▶ _AIM OF THE EXERCISE_:
Find the line with "Target: unfinished brick structure" and the line with "leather jacket in this photo." in the entries below; output exactly those two lines, every line between them, and no others.

▶ _DATA_:
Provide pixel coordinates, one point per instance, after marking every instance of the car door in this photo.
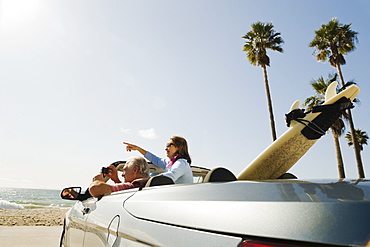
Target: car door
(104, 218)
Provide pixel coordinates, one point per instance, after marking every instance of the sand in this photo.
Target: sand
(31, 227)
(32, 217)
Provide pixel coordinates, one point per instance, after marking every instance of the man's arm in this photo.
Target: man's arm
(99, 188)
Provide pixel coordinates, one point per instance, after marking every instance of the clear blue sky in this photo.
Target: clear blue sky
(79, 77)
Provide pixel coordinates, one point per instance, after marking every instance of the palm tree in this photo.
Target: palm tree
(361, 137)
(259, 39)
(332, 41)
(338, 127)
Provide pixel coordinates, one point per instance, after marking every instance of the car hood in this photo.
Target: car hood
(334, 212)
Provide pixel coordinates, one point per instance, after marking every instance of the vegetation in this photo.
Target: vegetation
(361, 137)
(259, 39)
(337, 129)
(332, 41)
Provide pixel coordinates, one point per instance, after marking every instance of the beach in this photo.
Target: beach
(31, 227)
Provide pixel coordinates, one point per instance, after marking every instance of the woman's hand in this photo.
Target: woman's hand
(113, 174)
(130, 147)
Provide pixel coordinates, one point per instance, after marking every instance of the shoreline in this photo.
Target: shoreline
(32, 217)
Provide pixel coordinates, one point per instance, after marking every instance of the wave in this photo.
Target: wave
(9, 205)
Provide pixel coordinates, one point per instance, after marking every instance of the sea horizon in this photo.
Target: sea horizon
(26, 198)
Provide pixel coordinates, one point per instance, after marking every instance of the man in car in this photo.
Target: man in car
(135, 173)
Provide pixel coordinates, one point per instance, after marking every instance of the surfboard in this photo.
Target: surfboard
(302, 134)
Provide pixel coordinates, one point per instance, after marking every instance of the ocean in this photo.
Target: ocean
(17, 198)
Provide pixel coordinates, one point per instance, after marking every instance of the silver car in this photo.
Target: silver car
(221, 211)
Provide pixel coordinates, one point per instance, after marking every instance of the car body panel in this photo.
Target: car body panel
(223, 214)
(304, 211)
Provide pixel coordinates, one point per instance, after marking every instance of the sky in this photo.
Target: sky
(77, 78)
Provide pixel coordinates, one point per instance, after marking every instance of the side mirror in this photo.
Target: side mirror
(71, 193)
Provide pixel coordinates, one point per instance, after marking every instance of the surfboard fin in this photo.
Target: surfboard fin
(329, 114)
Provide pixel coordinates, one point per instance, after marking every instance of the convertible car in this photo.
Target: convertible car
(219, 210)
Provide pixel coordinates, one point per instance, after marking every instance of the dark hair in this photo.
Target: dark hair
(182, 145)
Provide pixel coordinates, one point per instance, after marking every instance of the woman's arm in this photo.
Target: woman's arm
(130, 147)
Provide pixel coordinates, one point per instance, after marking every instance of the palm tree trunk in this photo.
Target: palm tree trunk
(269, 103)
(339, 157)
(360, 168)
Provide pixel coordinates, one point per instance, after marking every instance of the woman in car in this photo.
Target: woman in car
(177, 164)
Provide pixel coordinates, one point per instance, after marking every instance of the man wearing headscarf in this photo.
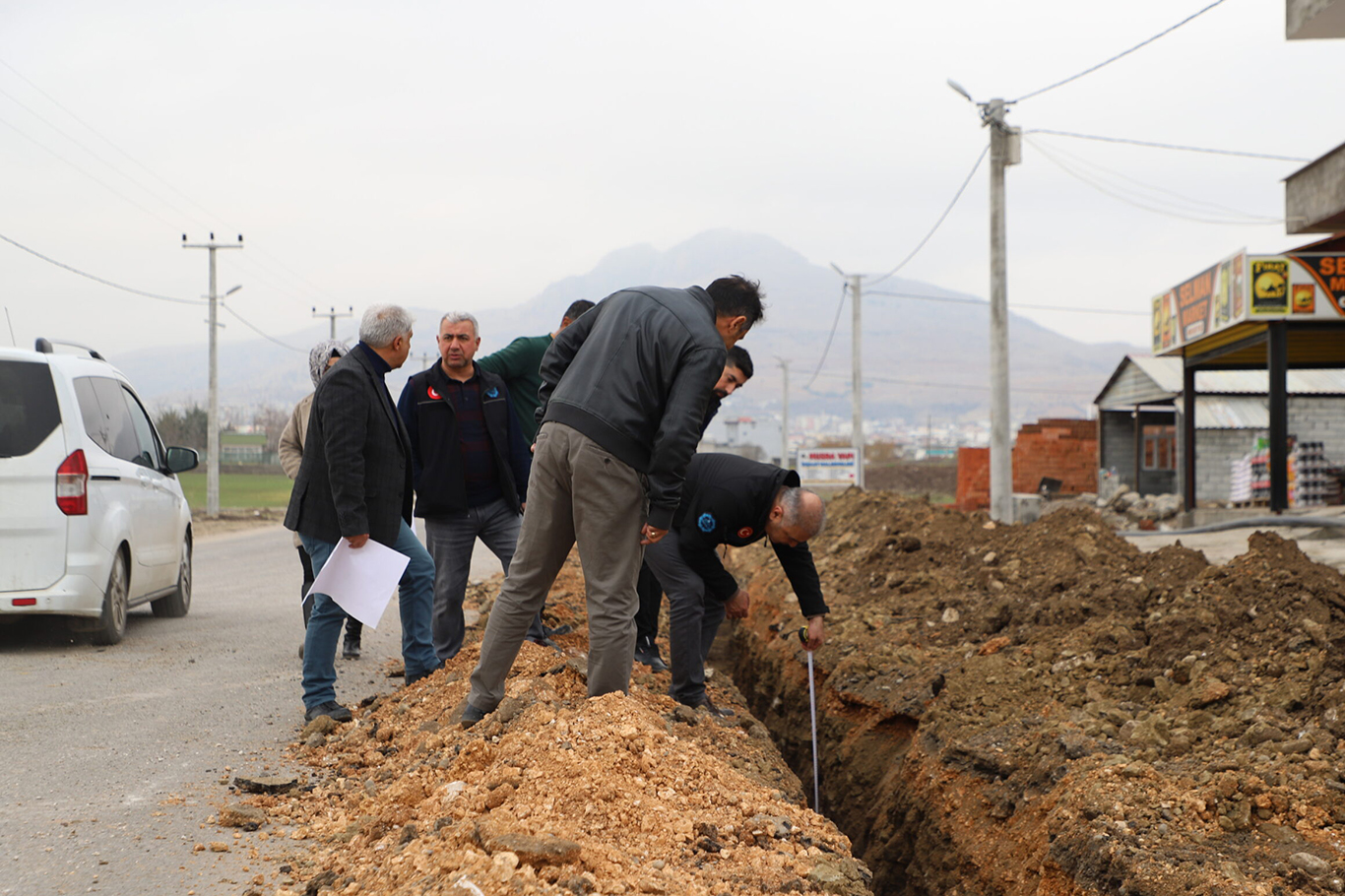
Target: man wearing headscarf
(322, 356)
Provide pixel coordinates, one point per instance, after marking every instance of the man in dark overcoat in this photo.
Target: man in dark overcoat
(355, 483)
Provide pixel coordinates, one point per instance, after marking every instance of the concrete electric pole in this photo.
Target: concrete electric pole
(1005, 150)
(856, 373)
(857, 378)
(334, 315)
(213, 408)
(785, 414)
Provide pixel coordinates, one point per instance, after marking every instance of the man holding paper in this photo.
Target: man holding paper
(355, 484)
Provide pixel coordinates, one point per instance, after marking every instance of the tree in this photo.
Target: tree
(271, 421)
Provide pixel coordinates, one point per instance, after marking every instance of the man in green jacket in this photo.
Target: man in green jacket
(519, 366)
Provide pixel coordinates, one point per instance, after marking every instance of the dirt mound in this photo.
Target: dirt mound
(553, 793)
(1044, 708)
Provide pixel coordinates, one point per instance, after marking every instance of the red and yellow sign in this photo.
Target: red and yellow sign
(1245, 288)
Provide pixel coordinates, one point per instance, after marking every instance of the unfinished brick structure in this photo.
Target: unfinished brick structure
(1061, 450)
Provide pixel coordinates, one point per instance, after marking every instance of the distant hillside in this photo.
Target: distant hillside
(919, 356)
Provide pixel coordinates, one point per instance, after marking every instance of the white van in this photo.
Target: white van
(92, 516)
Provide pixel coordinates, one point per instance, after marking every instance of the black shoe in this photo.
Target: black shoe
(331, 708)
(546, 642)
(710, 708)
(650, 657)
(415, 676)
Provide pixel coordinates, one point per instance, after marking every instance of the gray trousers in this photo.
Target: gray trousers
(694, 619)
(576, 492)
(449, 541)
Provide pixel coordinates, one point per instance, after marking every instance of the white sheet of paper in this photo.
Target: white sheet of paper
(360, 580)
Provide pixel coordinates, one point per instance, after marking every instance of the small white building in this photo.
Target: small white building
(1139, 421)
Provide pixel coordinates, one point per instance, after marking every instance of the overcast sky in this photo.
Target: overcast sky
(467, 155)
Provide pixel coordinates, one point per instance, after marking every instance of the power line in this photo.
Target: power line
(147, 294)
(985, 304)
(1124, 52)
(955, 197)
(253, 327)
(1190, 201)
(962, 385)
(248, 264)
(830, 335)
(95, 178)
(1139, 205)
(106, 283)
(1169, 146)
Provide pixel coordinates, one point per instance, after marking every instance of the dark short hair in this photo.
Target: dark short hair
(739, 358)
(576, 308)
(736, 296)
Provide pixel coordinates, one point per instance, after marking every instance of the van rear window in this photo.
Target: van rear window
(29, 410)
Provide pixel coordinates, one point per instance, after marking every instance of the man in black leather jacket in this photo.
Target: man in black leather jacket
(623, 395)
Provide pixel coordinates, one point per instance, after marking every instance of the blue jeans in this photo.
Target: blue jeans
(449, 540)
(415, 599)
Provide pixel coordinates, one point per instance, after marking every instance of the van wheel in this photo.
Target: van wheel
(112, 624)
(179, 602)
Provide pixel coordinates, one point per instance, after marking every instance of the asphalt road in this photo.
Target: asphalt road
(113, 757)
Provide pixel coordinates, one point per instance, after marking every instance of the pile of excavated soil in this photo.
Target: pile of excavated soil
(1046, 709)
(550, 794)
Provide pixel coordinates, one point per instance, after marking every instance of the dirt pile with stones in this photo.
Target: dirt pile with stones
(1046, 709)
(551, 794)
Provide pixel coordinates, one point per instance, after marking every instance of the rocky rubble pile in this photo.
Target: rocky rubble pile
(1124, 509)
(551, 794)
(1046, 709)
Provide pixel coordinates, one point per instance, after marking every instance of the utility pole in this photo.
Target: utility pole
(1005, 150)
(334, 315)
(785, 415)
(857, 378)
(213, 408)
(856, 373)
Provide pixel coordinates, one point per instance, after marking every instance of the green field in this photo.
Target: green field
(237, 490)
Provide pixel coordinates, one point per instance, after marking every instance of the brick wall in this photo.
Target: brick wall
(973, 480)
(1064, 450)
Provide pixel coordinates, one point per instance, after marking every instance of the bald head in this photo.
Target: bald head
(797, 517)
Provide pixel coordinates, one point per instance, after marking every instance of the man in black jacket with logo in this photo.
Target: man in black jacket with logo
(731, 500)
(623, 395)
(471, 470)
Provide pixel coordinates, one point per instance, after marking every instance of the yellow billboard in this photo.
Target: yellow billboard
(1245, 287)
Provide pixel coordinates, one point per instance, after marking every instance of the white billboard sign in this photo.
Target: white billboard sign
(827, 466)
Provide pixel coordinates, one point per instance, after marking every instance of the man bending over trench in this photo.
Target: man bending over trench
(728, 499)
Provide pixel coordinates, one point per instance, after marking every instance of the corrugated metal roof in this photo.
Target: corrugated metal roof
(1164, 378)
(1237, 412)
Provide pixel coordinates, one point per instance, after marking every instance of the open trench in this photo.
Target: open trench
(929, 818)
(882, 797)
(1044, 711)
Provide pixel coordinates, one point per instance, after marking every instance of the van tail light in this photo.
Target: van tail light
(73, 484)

▶ _REPLY TO THE EXERCISE_:
Target: unfinished brick structure
(1061, 450)
Provide pixel coordinates, one point per instance, after marking every instance of the distant hillside in this photo.
Target: distant hillside
(919, 356)
Provide pixel coordinates, one point per instance, after marking every instance of the white van in this photo.
Target: white van
(92, 516)
Provide pixel coordinates, one point per instance, after marking every instance of the black shoe in this photo.
Target: black shoe
(331, 708)
(546, 642)
(710, 708)
(650, 657)
(415, 676)
Provide pixel coordinates, one point per instance, after marking every instance of the gray trousers in this photo.
Target: gray trousers
(694, 619)
(576, 492)
(449, 541)
Provide pixel coordinates, one point per instance, after marking every instance of the white sheet of paper in this photo.
Target: white sheet of paper
(360, 580)
Provide pixel coordinates, one point per instance, after marking every instance of the small white building in this photo.
Target: small white building
(1139, 421)
Provide pixel coordinates, one point per instance, after marking every instance of the overcast sky in this photo.
Target: overcast sky
(467, 155)
Provide pixel coordinates, one point per instance, after marking every instance of the power line in this photo.
Target: power line
(147, 294)
(985, 304)
(1124, 52)
(955, 197)
(253, 327)
(1190, 201)
(962, 385)
(248, 264)
(830, 335)
(95, 178)
(1139, 205)
(106, 283)
(1169, 146)
Provide pixel coordinates, one point per instance, after marking every instance of the dark short hair in this photo.
Target: dark short hair
(739, 358)
(576, 308)
(736, 296)
Provide pixel coordinates, one point per instance, after marking every instance of the van rear window in this photo.
Target: van rear window
(29, 410)
Provide pixel coordinates, one point per instance, after marking every instance of the man in black leather jacket in this photo.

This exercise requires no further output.